VAUNTING
AND FEAR
The
intended moral of it all was summed up in Newsweek
by James Wire, an 82 year-old Pearl Harbor survivor, who
thinks the Pearl Harbor movie is "'great' because
it's a warning: 'Americans have become complacent. They
think it can't happen now. But it can." A state of advanced
paranoia is the natural condition of every Empire: it
is the price we pay for our imperial preeminence, "a curious
and characteristic emotional weakness of Empire," as Garet
Garrett put it, which amounts to "a complex of vaunting
and fear."
PERPETUAL
TERROR
In
short, we must live in a state of perpetual terror, or
else the War Party (Hollywood division) isn't doing its
job. "Terrorism" lurks in every airport, a ghostly specter
haunting the conscience of the nation. At any moment,
foreign Furies could unleash their terrible vengeance:
a cyber-attack, a "rogue nation" missile attack, yet another
Pearl Harbor-style "sneak" attack that we had every reason
to anticipate but somehow didn't. Fear must be our permanent
state, it must infuse the very air we breathe, and to
that end Hollywood is more than complicit.
"GET
ME RE-WRITE!"
-=-=-=-=-
_Exercise:_
Decide whether each statement below agrees with the passage on the Pearl Harbor movie, and answer yes or no with the deciding words of the passage quoted exactly: 1. James Wire was 82 years old. 2. Garet Garrett called the paranoia of Empire a strength. 3. The passage says Hollywood is complicit in keeping fear permanent.

_Dataset entries:_
-=-=-=-=-
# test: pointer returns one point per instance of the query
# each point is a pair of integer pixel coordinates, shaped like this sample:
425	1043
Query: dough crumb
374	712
-=-=-=-=-
_Task response:_
1. Yes: "an 82 year-old Pearl Harbor survivor"
2. No: "a curious and characteristic emotional weakness of Empire"
3. Yes: "Hollywood is more than complicit"